Motion detection

The motion detection algorithm is based on gradient histogram. Starting the processing, frames are grabbed from the video files and after extracting the region of interest (ROI) part of the image individual frames are processed. This is needed in order to exclude part of the image that are out of our interest, ie part that cover from trees or capturing busy public roads. The configuration is included in a xml file and includes the coordinates of the part that we are interested in . Next step is to normalize and discard the unnecessary information. Algorithm starts with discarding the color information and eliminating parts of video frames – as it is define in the configuration file. Now the images are ready to subtracted in order to find the gradient information. A histogram calculation algorithm is then applied and finally the results classified. Images with motion detection are added and a common image is created for each video file including the motion parts for the specific time-frame. In this way reviewing motion event is easily done by browsing a single image. This is very helpful especially in case of surveillance systems  covering low traffic region such as cottages – seasonal houses.

## [STORED ROWS]
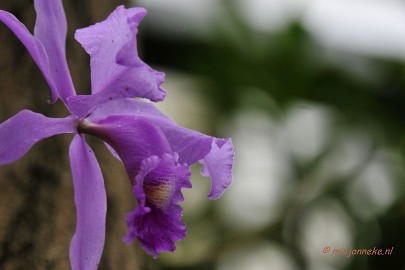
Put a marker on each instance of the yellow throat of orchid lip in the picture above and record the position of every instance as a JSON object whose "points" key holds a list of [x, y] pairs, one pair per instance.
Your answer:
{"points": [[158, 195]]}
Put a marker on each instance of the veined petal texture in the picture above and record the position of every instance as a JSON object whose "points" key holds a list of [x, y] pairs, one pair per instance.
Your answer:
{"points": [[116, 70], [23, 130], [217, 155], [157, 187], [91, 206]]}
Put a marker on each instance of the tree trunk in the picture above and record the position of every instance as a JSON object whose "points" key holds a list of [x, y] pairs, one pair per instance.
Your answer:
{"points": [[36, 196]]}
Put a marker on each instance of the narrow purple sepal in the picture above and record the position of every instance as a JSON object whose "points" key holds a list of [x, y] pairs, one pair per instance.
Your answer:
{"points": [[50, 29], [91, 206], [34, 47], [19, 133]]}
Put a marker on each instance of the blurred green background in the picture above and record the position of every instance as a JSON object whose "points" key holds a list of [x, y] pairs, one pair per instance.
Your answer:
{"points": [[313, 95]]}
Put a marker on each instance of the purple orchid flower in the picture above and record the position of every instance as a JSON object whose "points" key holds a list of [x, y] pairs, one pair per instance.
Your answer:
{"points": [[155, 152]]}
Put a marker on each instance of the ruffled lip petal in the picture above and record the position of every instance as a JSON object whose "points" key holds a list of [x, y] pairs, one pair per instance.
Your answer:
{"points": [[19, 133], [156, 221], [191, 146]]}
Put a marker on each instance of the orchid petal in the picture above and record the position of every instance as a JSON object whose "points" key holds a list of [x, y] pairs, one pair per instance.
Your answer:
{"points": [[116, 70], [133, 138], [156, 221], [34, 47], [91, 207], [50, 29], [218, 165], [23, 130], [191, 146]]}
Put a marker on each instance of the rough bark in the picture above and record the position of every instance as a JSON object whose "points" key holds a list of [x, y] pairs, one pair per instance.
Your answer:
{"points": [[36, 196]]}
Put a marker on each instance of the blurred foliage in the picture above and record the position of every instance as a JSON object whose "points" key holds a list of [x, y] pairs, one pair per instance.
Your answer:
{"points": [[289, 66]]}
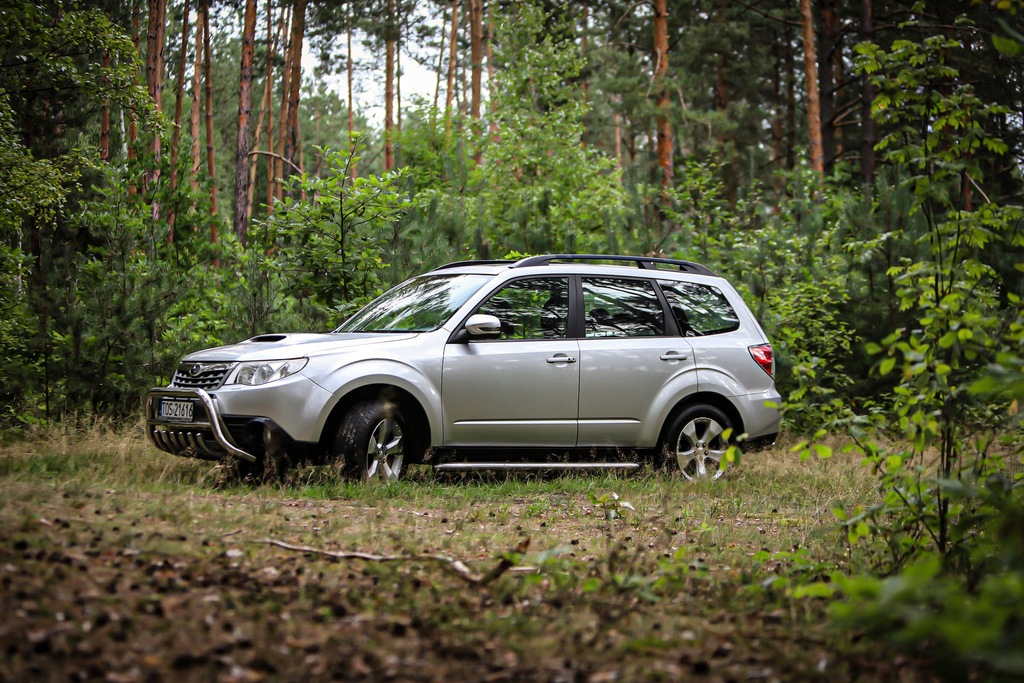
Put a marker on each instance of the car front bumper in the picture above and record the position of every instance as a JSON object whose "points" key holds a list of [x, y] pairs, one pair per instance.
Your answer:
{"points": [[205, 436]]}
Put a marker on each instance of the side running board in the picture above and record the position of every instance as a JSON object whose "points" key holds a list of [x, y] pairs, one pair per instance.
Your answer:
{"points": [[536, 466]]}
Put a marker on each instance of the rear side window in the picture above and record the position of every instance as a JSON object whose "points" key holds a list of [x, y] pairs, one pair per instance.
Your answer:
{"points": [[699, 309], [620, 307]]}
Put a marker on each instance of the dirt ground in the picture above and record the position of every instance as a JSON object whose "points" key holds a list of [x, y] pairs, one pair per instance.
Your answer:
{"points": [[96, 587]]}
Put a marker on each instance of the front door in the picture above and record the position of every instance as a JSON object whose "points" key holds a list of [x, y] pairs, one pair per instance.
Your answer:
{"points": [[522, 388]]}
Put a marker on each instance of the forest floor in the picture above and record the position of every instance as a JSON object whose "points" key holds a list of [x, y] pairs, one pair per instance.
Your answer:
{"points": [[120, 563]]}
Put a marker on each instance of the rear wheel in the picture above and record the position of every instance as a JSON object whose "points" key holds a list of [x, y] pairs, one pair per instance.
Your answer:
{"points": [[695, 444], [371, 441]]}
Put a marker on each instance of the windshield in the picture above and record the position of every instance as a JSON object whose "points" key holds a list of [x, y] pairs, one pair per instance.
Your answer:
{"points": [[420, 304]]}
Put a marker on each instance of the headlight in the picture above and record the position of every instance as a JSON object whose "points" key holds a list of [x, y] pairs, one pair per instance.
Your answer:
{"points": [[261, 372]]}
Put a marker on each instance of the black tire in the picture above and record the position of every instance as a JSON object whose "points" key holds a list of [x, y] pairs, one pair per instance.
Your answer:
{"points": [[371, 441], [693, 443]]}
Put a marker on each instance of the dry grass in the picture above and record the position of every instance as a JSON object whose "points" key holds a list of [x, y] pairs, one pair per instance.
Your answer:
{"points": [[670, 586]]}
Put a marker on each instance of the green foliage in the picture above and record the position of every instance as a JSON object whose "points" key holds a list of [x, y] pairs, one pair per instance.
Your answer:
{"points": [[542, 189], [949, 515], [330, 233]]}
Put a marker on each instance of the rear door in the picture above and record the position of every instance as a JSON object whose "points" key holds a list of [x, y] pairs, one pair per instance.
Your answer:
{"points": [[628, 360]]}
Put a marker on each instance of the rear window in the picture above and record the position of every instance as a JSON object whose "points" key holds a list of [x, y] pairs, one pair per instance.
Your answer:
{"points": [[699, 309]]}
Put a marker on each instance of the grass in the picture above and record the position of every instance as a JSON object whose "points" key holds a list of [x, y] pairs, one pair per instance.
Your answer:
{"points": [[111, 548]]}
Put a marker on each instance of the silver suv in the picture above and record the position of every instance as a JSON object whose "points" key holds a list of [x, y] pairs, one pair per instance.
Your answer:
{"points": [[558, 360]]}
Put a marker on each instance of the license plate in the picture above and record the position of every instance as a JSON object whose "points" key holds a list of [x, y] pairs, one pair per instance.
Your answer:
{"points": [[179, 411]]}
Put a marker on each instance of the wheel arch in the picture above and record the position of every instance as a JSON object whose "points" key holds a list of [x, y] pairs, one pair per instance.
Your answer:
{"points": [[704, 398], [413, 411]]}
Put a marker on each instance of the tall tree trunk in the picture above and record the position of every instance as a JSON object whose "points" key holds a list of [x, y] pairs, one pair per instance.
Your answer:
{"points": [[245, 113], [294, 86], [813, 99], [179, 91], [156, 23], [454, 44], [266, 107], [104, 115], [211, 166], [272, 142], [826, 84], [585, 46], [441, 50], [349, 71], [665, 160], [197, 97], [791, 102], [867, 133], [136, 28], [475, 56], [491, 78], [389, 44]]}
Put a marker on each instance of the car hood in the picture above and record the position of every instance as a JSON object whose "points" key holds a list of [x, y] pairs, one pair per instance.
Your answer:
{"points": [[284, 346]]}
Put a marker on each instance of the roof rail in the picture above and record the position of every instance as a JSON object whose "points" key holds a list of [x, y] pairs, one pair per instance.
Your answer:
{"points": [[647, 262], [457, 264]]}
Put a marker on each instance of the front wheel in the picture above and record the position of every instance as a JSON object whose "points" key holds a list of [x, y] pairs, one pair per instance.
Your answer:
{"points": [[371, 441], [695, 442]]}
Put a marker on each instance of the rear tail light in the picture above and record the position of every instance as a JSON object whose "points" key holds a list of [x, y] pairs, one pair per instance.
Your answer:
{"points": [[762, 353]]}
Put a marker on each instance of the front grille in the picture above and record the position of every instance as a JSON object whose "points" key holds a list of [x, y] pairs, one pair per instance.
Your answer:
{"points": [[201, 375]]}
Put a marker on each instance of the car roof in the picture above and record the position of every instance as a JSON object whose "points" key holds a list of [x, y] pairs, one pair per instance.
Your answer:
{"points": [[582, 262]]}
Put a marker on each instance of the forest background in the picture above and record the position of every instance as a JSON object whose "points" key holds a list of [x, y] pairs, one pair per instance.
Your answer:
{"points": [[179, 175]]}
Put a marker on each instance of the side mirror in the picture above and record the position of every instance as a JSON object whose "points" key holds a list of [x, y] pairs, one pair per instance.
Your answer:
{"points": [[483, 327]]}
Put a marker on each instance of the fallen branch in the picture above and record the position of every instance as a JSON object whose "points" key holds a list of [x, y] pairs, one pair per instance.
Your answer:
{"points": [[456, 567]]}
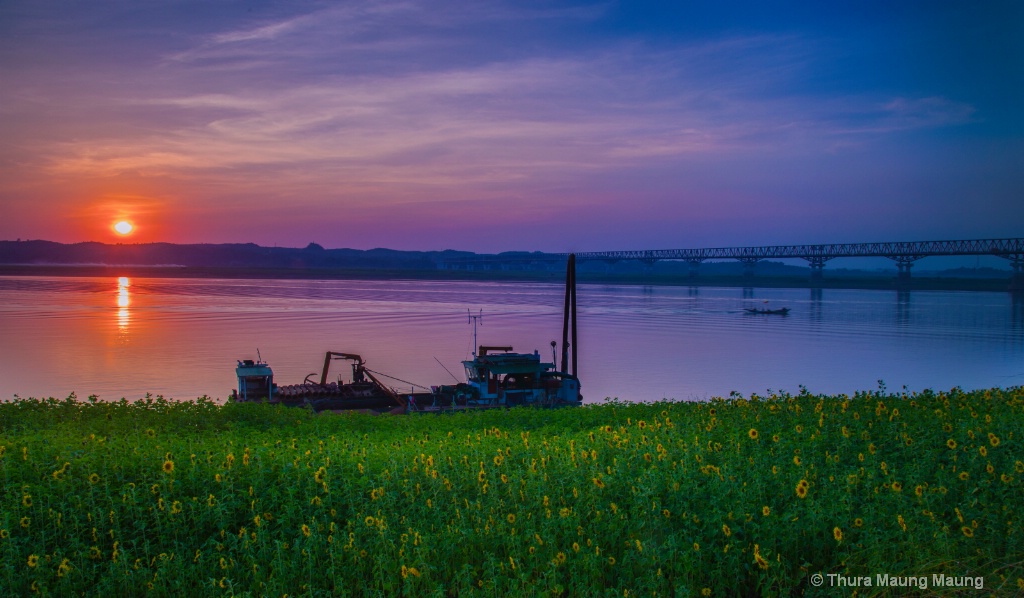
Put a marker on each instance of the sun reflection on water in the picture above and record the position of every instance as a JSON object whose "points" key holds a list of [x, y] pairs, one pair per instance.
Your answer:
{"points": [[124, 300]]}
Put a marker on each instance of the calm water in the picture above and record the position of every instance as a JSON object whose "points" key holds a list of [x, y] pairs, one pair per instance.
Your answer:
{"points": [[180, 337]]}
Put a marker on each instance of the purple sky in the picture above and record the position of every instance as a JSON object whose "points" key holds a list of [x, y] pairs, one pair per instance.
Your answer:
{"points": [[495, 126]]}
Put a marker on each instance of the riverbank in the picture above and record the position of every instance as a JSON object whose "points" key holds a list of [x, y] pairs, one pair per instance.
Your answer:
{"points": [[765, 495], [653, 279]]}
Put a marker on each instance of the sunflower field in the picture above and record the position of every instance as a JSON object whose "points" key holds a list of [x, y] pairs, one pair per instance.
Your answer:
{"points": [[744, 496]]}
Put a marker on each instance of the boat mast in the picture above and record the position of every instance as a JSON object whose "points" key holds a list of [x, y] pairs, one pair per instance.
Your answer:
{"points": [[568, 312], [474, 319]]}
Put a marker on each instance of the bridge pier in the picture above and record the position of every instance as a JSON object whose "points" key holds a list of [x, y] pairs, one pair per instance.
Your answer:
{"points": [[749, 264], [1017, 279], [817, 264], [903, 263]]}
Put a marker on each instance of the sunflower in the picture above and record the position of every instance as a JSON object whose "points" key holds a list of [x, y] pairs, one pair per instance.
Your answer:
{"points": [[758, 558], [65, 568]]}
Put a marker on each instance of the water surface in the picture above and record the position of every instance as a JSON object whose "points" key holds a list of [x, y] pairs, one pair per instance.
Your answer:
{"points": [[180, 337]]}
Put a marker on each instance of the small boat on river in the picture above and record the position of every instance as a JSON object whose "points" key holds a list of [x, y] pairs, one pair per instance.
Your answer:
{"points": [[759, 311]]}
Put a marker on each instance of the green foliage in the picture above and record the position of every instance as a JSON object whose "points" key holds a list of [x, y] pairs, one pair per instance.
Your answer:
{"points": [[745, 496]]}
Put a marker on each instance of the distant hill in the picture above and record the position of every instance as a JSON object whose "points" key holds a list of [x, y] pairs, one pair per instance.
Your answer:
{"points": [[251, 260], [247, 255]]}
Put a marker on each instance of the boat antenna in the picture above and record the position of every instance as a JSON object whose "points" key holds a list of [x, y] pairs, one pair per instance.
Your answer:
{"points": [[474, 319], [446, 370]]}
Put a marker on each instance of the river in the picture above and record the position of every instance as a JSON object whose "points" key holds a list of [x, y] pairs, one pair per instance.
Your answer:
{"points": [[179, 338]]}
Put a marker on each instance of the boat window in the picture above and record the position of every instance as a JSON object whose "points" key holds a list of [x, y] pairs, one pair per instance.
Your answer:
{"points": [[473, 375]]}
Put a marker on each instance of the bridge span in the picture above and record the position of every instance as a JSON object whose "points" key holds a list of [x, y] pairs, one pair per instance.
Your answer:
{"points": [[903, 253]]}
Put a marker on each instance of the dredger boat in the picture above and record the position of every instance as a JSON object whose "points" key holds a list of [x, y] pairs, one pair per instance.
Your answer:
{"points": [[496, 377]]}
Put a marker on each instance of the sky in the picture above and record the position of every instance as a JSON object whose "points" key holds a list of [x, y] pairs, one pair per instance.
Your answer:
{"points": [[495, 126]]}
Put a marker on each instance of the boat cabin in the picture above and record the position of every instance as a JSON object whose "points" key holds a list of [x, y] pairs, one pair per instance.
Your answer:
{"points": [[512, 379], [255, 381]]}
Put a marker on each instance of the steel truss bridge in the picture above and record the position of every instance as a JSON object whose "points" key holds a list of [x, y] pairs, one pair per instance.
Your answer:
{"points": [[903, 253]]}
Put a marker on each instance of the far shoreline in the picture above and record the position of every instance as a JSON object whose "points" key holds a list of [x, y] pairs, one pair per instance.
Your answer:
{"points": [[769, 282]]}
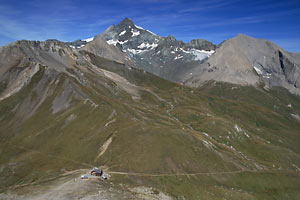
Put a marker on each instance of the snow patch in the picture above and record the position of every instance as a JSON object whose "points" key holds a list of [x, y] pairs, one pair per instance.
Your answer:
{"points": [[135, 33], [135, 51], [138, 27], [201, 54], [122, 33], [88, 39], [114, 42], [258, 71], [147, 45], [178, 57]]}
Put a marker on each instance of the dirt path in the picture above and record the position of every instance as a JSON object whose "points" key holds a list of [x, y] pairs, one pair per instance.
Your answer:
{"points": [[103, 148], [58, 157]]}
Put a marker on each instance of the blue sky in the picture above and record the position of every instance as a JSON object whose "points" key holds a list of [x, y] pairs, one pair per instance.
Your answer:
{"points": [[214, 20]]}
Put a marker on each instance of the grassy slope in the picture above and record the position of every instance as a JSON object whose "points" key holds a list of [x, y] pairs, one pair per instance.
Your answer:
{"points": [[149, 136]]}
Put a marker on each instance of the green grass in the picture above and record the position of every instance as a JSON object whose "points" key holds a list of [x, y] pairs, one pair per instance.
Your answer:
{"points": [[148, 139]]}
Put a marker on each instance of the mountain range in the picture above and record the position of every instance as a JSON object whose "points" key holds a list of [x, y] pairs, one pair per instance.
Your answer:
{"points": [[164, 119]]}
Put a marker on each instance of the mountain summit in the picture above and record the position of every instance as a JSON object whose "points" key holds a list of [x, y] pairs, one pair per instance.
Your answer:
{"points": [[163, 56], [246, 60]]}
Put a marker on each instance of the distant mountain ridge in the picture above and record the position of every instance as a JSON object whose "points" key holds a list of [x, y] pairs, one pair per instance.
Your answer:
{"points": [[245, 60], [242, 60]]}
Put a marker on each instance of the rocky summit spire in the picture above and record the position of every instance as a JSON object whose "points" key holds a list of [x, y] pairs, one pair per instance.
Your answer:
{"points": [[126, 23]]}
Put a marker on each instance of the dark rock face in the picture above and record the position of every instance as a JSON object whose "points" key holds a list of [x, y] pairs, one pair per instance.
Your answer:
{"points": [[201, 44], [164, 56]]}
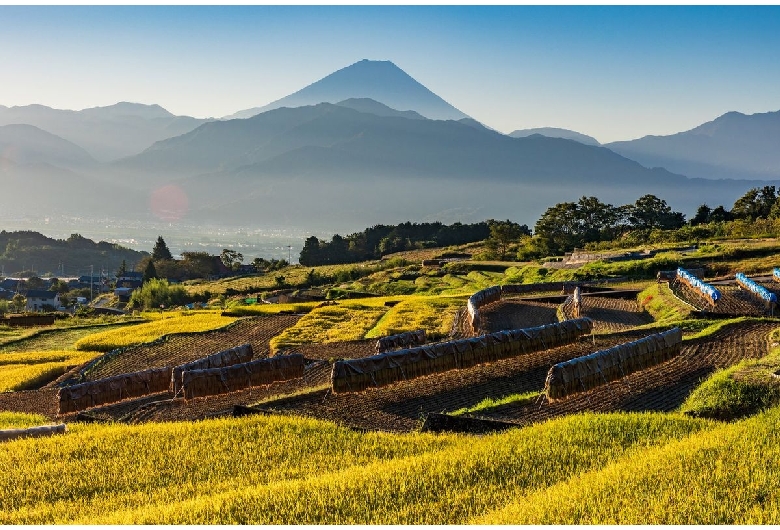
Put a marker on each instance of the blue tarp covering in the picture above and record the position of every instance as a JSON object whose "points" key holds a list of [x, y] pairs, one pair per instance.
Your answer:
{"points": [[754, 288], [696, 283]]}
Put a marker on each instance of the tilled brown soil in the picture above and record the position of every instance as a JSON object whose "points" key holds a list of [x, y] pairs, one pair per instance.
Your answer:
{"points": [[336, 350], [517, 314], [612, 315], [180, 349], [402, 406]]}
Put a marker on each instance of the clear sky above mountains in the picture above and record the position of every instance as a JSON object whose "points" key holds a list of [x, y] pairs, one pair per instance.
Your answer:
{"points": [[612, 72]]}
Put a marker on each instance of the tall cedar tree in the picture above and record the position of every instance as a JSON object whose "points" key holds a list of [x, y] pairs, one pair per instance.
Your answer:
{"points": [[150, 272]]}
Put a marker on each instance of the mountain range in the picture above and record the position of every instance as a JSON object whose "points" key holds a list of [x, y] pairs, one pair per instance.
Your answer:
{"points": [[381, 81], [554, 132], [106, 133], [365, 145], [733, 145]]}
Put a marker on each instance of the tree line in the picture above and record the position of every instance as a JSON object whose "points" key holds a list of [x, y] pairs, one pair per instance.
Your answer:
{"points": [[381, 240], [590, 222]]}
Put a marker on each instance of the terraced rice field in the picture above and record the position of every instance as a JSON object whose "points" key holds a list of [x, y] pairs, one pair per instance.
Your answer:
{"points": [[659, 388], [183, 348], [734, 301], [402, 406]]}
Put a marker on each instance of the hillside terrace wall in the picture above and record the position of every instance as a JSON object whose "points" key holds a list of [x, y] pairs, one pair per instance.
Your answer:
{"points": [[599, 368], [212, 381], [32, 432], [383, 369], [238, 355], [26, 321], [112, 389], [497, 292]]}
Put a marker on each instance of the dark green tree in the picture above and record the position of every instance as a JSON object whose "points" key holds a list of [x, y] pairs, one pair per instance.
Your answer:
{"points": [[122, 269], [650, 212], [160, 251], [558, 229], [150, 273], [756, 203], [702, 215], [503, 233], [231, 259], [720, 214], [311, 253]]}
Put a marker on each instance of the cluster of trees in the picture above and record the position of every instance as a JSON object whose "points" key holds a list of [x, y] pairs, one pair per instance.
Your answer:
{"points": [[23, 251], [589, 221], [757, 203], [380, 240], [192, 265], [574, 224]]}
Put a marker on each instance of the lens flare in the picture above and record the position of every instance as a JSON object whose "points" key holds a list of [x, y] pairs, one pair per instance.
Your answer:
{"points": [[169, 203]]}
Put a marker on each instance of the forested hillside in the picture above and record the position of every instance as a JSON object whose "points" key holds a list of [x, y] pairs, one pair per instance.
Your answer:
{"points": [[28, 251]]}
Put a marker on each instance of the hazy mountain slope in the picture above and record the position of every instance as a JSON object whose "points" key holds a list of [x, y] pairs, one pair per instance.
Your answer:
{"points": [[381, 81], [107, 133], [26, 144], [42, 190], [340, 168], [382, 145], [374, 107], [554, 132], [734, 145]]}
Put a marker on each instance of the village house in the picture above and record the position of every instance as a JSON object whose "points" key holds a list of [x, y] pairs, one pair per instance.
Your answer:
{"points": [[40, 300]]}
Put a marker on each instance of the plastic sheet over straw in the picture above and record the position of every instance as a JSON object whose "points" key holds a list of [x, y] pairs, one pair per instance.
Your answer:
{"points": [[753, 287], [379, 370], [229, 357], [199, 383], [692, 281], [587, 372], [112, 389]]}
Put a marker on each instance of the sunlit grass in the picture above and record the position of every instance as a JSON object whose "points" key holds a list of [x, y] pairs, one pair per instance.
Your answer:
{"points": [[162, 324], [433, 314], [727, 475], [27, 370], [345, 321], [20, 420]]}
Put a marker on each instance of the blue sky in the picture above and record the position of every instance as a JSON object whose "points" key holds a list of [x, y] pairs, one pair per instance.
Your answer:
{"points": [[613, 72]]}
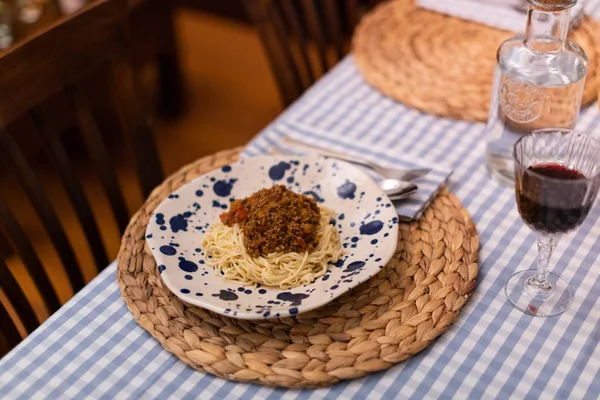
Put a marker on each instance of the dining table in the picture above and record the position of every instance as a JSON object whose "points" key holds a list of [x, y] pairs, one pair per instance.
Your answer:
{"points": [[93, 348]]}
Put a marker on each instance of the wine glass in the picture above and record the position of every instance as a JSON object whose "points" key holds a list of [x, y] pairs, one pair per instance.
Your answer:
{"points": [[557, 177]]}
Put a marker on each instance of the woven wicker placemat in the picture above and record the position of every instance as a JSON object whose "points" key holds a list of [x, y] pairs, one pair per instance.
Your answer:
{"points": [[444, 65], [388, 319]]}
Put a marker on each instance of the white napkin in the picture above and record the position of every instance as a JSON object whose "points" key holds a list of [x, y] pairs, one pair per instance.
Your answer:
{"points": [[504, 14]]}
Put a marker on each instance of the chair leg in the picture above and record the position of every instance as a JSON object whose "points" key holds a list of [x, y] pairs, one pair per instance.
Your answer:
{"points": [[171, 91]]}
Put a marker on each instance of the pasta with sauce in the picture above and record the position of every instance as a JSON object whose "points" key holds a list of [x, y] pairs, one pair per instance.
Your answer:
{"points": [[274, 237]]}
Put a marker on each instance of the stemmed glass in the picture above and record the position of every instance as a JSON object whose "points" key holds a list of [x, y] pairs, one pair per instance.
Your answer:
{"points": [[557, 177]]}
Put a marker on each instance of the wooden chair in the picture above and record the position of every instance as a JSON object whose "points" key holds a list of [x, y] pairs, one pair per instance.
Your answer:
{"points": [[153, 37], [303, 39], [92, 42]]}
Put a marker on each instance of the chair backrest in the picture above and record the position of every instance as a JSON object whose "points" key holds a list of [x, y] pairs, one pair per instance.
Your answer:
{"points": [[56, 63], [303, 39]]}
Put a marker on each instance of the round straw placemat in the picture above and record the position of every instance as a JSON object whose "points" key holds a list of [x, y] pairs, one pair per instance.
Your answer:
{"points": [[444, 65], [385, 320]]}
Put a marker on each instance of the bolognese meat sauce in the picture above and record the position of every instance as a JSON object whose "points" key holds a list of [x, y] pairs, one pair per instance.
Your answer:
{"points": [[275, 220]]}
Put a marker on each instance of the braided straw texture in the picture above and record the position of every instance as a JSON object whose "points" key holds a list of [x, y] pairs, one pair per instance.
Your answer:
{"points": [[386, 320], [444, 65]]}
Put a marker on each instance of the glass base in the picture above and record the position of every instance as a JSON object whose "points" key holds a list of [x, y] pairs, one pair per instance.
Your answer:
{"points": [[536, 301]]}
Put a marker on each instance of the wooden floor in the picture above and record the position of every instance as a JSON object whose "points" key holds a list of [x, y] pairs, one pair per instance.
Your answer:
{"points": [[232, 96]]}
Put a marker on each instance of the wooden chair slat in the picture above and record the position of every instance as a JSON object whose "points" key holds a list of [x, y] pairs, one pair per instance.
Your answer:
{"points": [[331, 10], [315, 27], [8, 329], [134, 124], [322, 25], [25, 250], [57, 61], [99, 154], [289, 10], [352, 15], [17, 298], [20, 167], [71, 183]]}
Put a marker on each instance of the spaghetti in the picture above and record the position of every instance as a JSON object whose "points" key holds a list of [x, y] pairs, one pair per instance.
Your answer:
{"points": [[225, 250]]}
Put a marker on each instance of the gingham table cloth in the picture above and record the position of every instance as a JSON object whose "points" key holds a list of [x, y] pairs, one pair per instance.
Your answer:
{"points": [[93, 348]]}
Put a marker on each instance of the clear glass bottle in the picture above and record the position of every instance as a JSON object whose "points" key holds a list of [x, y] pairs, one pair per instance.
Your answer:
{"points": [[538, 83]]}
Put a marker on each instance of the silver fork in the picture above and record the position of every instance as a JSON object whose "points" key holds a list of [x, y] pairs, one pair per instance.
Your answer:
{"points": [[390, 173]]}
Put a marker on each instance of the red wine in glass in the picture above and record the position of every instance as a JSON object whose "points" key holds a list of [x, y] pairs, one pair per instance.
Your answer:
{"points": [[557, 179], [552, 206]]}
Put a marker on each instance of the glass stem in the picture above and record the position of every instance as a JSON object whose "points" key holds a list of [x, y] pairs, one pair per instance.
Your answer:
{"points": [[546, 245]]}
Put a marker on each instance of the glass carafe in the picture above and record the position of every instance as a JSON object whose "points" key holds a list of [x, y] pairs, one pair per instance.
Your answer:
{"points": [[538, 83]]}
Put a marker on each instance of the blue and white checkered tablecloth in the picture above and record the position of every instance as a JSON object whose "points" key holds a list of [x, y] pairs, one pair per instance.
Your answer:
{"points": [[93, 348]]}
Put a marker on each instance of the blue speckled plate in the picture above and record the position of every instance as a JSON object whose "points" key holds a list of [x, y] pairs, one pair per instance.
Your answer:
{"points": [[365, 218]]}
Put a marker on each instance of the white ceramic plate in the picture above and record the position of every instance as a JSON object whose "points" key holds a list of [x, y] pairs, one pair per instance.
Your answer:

## [SHORT TASK 1]
According to the motion detection page, what is the motion detection algorithm based on?
## [SHORT TASK 2]
Retype the part of the entries that opens with the line containing "Put a marker on each instance of the blue and" and runs through the end of the entries, keeping every line the same.
The motion detection page and the entries are unrelated material.

## [RIGHT ANSWER 1]
It is based on gradient histogram.

## [RIGHT ANSWER 2]
Put a marker on each instance of the blue and white checkered tablecloth in the picture above and record the position of every instance as a JSON object whose "points" key holds a list of [x, y] pairs, one pair per instance.
Your answer:
{"points": [[93, 348]]}
Put a marker on each instance of the blue speckled plate in the picture above and record the position of every instance as a JSON object whose "points" key holds a list of [x, y] pairs, one pair per instance.
Your answer:
{"points": [[365, 218]]}
Put a marker on each instance of the white ceramic plate in the picture above and record the position of every instance as a JSON object whose "points" key holds a list of [x, y] pairs, one pair per instance.
Your answer:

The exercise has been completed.